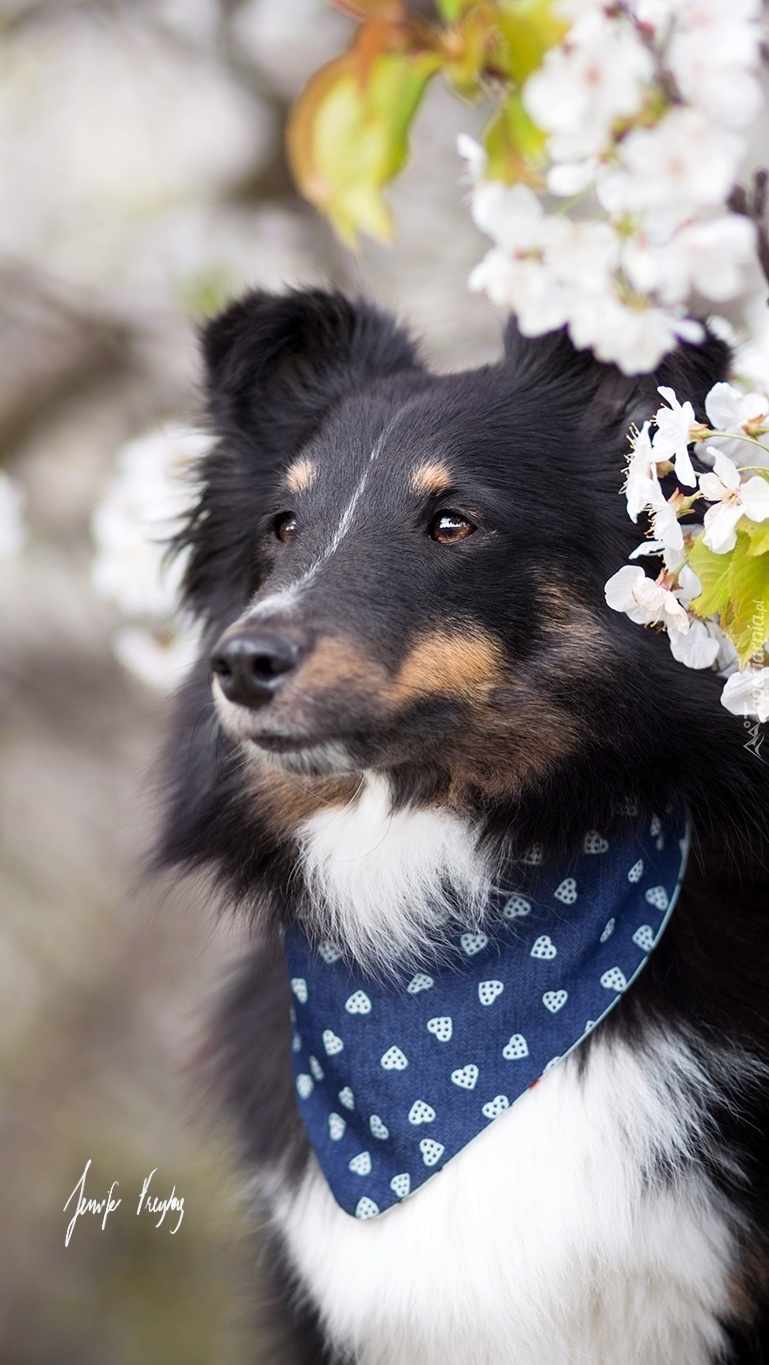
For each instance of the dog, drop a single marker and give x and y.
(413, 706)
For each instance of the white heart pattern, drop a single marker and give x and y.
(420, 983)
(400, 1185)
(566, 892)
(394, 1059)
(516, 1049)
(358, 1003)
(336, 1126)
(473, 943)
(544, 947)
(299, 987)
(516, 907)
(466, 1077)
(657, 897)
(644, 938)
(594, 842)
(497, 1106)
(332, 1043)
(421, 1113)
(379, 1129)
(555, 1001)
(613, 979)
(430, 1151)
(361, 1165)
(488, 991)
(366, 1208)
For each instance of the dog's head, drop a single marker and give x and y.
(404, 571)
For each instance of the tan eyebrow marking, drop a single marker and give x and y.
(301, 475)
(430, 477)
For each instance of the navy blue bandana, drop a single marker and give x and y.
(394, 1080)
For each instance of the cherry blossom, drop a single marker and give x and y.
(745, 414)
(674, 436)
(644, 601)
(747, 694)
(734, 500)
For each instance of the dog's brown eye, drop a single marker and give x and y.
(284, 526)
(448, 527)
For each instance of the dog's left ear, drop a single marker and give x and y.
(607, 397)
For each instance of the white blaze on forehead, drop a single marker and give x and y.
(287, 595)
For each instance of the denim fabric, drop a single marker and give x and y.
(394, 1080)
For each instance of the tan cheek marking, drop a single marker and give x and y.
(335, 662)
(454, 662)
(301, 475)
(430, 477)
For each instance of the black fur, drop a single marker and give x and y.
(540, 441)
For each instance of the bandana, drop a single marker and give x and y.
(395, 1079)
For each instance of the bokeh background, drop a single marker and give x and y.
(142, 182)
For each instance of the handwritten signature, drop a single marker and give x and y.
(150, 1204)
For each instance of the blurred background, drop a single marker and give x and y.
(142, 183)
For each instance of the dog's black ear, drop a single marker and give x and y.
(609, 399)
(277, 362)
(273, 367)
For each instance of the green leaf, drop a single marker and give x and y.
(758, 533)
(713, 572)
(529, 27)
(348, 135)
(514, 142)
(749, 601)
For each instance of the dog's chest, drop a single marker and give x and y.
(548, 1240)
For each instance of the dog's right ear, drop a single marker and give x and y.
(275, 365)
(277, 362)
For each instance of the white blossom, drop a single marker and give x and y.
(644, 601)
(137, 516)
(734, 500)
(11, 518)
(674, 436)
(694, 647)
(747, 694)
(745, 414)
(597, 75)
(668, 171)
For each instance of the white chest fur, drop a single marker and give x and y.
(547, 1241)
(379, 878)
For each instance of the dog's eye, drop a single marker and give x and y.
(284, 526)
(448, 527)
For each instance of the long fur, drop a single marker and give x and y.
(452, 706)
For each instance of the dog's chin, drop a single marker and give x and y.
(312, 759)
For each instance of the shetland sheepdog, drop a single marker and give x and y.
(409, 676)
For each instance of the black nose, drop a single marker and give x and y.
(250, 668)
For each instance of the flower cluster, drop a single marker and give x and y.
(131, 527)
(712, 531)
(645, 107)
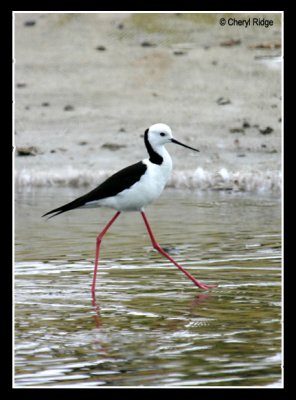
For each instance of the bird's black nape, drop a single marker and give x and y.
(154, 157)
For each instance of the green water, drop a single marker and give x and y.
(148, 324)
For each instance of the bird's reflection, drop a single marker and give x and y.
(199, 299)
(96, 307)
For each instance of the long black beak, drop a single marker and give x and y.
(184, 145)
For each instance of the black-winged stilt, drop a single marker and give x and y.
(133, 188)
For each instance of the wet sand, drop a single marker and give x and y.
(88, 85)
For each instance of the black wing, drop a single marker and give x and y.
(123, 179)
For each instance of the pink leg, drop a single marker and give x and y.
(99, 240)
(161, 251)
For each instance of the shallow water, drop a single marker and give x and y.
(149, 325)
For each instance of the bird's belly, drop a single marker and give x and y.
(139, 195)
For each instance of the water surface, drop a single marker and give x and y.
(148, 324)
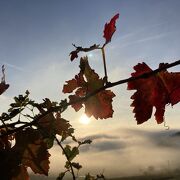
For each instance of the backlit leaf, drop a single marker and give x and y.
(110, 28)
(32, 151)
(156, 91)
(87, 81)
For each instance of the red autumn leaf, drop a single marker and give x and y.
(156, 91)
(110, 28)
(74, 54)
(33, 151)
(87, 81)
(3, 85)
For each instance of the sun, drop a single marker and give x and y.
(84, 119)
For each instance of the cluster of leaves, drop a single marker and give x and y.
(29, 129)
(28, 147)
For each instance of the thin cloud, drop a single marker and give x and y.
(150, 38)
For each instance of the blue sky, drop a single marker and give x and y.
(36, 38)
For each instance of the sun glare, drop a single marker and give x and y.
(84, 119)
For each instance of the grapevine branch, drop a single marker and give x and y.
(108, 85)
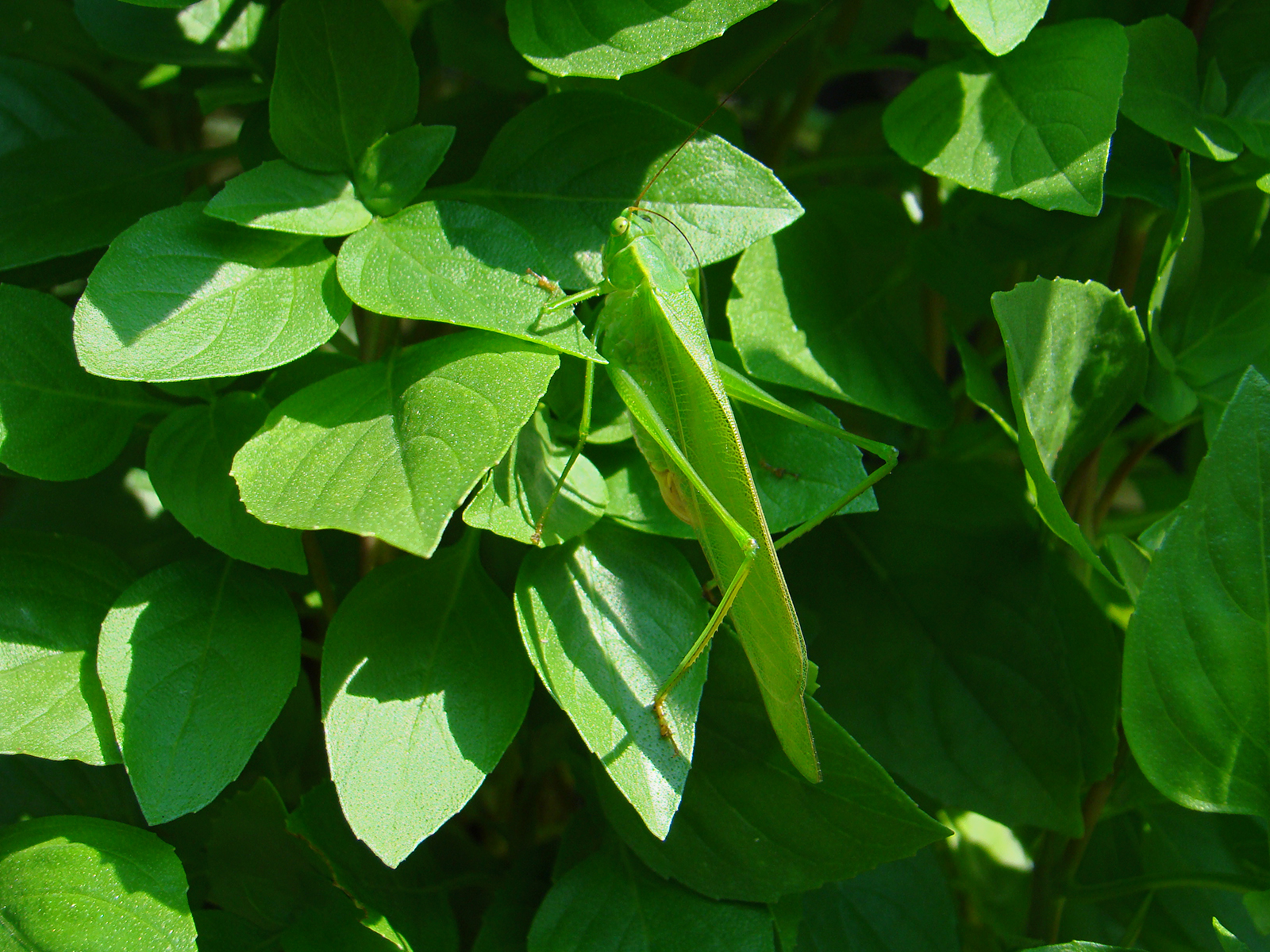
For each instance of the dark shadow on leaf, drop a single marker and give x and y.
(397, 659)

_What the task asks:_ Take the lines from the one that contains "For each instance of the red" down to the last line of the listing above, both included, and set them down exactly, leaving out pictures.

_Answer below:_
For each instance of the red autumn leaf, drop a single marker and give x and y.
(156, 91)
(110, 28)
(74, 54)
(33, 151)
(87, 81)
(3, 85)
For each instance of the sun, drop a single marker and give x and y.
(84, 119)
For each instance of the cluster of leaves, drop a single marker and give x and y.
(29, 129)
(28, 147)
For each instance of the thin cloud, drop a single marker and give x and y.
(150, 38)
For each instance of the blue sky, drop a single marker and give x and y.
(36, 38)
For each instance of the sun glare, drop a single marker and give x and y.
(84, 119)
For each instance of the grapevine branch, drop a single marker and give x and y.
(108, 85)
For each instance of the dark shadow on leaf, drop a single marker and give x and y.
(397, 659)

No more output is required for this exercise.